═════ Extracted text ═════
The Corner

China Hasn’t ‘Eased’ Its One-Child Policy

Under the misleading headline “China to Ease One-Child Policy,” Xinhua News Agency reported last Friday that China will now lift the ban on a second child, if either parent is an only child. It is already the case that couples can have a second child if both parents are themselves only children. This minor adjustment will not “ease” the one-child policy. It will merely tweak it.

Indeed, in apparent response to quell overly optimistic speculation that this small change represents a major reform, Xinhua ran another report over the weekend: “Birth Policy Changes Are No Big Deal.” In this second article Xinhua states that Wang Pei’an, deputy director of the National Health and Family Planning Commission (NHFPC), told Xinhua that “the number of couples covered by the new policy is not very large across the country.”

In addition, Wang stated that “there is no unified timetable nationwide to start the new policy, as regions will implement it at different times based on their local situation.”

Wang “suggested that regions which have many suitable couples should promote a reasonable birth interval to avoid birth accumulation.”

He concluded that “the basic state policy of family planning will be adhered to over a long period of time.”
═════
- **Tasks for this exercise**:
1. In the article on China's one-child policy, under what condition could couples already have a second child before the change?
2. Using the article on China's one-child policy, explain why there is no single nationwide timetable for starting the new policy.
3. Carry on the article on China's one-child policy, starting after its final sentence.
The lines after this point come from a separate source.
═════ Entries supplied ═════
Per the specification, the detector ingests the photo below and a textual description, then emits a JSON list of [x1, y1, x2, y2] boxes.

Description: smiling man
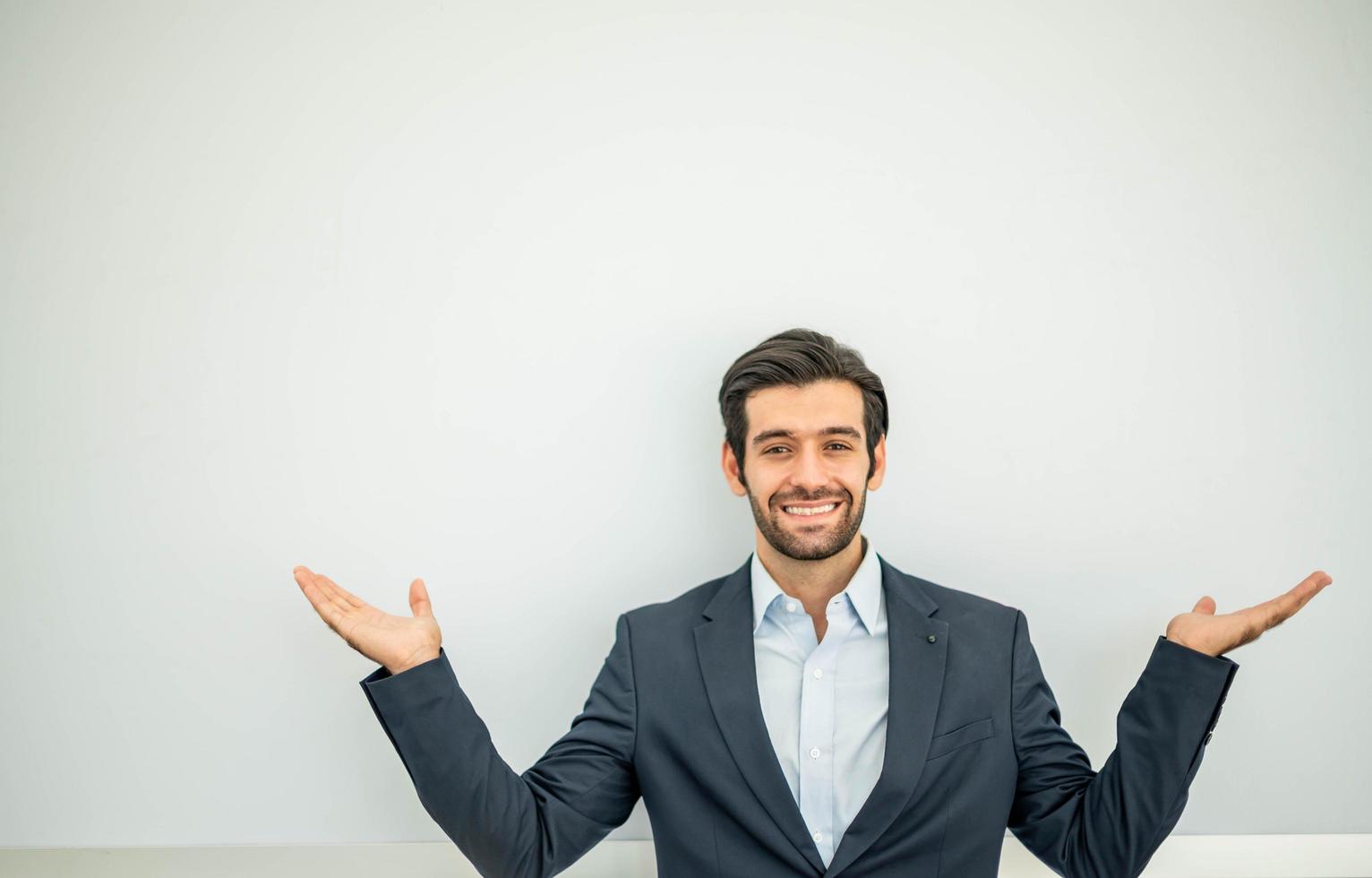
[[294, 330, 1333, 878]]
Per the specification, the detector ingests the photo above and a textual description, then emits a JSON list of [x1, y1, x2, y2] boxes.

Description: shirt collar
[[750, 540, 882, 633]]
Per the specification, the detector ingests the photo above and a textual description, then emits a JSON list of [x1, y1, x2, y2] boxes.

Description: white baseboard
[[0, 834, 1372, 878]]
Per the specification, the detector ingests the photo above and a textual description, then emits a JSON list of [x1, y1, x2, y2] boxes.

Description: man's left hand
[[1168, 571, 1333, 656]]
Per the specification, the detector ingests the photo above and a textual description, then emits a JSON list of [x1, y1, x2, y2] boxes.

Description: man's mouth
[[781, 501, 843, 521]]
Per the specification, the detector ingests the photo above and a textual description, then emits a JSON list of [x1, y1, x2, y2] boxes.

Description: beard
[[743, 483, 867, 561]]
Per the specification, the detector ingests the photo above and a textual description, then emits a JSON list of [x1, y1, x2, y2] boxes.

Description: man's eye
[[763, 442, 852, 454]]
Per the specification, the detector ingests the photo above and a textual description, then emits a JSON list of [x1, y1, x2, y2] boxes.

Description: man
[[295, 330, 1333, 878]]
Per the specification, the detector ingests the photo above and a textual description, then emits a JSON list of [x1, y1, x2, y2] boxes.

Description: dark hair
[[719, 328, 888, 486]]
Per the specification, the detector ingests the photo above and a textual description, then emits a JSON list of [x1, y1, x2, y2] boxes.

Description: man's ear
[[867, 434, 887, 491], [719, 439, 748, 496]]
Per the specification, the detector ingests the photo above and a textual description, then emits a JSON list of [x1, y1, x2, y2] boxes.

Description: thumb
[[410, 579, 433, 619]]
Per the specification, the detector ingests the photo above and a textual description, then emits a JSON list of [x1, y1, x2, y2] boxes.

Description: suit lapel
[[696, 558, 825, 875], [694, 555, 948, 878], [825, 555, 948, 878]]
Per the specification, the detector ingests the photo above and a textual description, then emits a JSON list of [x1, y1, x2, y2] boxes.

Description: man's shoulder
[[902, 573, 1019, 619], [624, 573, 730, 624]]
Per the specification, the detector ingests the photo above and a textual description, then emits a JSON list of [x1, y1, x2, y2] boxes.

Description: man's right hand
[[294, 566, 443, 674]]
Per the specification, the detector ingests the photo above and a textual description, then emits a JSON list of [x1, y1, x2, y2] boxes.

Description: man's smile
═════
- **Answer list**:
1. Couples could already have a second child if both parents were themselves only children.

2. Wang Pei'an said regions will put the new policy into effect at different times. Each region will decide when to begin based on its own local situation.

3.
In other words, the minor modification of the policy announced Friday: 1) will not affect a large percentage of couples in China; 2) is not subject to a timetable in which to implement it; 3) retains the dreaded “birth intervals” between children (if a woman gets pregnant before the interval has lapsed, she may be subject to forced abortion); 4) makes no promise to end the coercive enforcement of the policy; and 5) promises to continue the one-child policy “over a long period of time” — which could be decades.

To say that China has “relaxed” or “eased” its one-child policy under these circumstances is entirely unwarranted. Furthermore, all the reasons given for this adjustment are economic or demographic:  China’s dwindling labor force, the country’s growing elderly population, and the severe gender imbalance. The adjustment is a tacit acknowledgement that continuation of the one-child policy will lead to economic and demographic disaster. The policy was originally instituted for economic reasons. It is ironic that through this very policy, China has written its own economic, demographic death sentence.

Noticeably absent from the Chinese Communist party’s announcement is any mention of human rights. Even though it will now allow some couples to have a second child, China has not promised to end forced abortion, forced sterilization, or forced contraception. The coercive enforcement of China’s one-child policy is its core.

Instituting a two-child policy in certain, limited circumstances will not end forced abortion or forced sterilization. The problem with the one-child policy is not the number of children “allowed.” Rather, it is the fact that the CCP is telling women how many children they can have and then enforcing that limit through forced abortion and forced sterilization. Even if all couples were allowed two children, there is no guarantee that the CCP will cease their appalling methods of enforcement.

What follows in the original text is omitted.